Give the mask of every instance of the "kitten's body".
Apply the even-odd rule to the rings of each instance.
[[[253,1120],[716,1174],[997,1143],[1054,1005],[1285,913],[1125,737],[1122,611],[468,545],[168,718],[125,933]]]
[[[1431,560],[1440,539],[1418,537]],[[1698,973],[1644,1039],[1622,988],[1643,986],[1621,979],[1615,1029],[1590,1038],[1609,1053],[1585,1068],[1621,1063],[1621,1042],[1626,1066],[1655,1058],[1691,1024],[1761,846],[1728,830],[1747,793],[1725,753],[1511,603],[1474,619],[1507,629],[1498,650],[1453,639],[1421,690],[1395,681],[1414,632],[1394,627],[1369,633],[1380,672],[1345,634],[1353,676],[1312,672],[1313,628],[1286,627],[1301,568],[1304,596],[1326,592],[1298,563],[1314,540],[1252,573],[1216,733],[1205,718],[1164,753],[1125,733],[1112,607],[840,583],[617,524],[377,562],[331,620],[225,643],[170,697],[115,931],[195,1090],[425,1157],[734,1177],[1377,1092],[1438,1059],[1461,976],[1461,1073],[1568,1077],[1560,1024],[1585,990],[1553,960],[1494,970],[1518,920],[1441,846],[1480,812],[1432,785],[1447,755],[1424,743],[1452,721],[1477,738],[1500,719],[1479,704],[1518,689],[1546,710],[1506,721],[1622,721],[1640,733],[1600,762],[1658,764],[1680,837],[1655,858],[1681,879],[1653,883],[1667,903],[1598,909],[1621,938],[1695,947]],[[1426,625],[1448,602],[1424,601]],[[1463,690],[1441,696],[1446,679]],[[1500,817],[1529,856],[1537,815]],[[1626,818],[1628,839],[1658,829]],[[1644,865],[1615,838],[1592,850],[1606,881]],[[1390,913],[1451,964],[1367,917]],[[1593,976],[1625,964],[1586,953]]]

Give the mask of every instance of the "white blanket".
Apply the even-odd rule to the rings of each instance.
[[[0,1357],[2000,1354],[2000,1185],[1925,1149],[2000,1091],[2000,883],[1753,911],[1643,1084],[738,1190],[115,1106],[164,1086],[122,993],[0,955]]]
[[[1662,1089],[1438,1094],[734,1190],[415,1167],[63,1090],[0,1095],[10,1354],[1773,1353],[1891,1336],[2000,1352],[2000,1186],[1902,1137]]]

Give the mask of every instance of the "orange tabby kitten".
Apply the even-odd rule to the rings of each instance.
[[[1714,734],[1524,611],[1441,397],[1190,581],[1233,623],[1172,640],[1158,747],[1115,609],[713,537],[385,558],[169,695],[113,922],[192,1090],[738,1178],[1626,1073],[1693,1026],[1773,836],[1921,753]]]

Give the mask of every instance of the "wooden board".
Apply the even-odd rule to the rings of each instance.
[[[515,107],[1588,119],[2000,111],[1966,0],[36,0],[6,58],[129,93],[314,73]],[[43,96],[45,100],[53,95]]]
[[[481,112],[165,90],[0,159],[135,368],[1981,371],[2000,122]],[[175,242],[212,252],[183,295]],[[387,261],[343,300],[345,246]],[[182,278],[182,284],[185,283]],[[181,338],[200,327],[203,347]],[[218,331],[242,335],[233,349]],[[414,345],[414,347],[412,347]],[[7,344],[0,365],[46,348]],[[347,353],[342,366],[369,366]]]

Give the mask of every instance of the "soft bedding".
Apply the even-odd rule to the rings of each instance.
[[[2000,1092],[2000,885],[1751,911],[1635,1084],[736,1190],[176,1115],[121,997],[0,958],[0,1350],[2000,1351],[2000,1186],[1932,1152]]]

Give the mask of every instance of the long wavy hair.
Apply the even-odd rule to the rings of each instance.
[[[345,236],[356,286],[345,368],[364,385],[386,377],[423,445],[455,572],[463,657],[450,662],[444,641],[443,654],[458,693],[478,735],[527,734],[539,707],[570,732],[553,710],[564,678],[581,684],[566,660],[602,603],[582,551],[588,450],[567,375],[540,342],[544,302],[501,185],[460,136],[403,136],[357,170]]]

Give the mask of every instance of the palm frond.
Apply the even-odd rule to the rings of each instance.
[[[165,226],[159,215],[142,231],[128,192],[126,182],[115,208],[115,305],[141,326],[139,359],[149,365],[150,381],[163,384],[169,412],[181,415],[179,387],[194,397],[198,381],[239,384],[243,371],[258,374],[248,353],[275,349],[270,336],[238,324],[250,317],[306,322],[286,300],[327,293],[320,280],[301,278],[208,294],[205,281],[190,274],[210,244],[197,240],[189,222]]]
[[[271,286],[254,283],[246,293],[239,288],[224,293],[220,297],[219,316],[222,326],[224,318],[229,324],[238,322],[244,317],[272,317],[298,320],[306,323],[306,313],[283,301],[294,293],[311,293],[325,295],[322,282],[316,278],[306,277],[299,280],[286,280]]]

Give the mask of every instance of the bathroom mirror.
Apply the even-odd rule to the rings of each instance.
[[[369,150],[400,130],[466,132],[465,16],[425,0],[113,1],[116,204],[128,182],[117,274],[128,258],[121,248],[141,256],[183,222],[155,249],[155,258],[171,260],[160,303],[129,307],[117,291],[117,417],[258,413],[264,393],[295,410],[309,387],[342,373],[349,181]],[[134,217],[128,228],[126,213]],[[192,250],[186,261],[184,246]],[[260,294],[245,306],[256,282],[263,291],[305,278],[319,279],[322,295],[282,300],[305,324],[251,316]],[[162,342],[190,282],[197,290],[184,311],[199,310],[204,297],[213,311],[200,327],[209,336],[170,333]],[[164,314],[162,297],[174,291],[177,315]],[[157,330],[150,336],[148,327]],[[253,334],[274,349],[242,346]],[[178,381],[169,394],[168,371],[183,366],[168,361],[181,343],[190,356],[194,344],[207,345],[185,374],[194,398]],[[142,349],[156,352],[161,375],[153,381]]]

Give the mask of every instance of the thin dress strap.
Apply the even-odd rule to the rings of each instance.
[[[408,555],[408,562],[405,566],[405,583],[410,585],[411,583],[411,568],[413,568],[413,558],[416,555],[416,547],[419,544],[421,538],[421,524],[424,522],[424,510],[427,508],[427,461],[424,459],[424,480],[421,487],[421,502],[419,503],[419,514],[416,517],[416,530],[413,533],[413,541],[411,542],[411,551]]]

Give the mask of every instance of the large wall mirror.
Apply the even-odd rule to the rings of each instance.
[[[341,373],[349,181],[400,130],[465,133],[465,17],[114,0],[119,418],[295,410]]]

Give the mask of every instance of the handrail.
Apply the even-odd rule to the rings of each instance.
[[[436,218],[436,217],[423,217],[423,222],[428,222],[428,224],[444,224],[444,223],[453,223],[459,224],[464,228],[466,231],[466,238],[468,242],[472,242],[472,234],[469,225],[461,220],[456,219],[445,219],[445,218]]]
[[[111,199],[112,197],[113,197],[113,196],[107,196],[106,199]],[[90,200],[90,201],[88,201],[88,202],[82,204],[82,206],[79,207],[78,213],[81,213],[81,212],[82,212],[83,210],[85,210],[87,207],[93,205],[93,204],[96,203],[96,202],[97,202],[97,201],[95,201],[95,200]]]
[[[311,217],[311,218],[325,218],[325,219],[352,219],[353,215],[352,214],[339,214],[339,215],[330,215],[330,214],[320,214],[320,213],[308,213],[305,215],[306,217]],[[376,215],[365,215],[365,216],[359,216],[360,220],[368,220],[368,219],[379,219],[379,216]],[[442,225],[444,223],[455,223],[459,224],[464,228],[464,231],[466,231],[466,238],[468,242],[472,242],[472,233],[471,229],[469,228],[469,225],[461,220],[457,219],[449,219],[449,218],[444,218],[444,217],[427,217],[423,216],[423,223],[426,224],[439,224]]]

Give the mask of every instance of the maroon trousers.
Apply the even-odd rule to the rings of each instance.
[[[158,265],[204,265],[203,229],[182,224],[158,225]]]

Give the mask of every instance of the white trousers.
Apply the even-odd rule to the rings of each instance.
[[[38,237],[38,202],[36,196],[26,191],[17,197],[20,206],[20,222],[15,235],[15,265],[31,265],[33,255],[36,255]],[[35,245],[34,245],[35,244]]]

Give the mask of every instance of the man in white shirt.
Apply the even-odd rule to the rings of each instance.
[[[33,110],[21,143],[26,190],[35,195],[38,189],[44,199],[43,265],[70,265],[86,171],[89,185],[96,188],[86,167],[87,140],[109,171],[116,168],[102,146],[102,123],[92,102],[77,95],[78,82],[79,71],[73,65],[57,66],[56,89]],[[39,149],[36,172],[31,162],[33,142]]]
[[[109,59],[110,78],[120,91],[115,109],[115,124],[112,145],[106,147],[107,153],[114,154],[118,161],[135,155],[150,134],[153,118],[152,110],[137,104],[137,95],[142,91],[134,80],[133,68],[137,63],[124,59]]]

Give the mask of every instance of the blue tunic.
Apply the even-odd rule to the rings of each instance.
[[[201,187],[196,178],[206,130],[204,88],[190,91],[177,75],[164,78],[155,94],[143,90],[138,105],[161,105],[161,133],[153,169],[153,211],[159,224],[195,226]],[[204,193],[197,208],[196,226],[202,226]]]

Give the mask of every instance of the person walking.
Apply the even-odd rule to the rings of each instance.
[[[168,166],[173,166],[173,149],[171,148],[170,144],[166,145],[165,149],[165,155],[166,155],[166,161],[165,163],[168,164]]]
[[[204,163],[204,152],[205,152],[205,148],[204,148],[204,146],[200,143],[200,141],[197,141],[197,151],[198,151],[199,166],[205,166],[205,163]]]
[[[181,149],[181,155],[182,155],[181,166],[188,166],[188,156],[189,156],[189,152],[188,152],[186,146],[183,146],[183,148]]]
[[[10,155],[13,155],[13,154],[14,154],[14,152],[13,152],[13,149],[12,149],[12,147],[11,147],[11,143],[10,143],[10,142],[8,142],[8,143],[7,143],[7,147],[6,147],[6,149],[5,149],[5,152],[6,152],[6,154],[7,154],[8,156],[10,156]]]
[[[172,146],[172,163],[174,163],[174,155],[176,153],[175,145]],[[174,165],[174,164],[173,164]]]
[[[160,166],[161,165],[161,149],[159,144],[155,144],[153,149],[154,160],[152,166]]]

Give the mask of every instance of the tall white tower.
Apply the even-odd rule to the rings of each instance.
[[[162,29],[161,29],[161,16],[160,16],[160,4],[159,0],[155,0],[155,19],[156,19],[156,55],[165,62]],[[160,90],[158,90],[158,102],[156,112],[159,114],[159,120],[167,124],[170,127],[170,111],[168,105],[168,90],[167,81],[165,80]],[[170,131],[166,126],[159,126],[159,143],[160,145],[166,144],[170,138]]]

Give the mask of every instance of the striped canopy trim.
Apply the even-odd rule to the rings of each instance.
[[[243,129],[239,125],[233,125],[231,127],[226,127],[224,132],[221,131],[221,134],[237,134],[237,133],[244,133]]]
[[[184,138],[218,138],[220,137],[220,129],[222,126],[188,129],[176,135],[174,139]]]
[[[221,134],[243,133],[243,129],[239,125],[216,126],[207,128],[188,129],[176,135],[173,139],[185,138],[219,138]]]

The problem: Scan the data for lines containing "mirror" and copy all of them.

Exercise result:
Give the mask of every instance of the bathroom mirror.
Give the mask of every instance of the large wall mirror.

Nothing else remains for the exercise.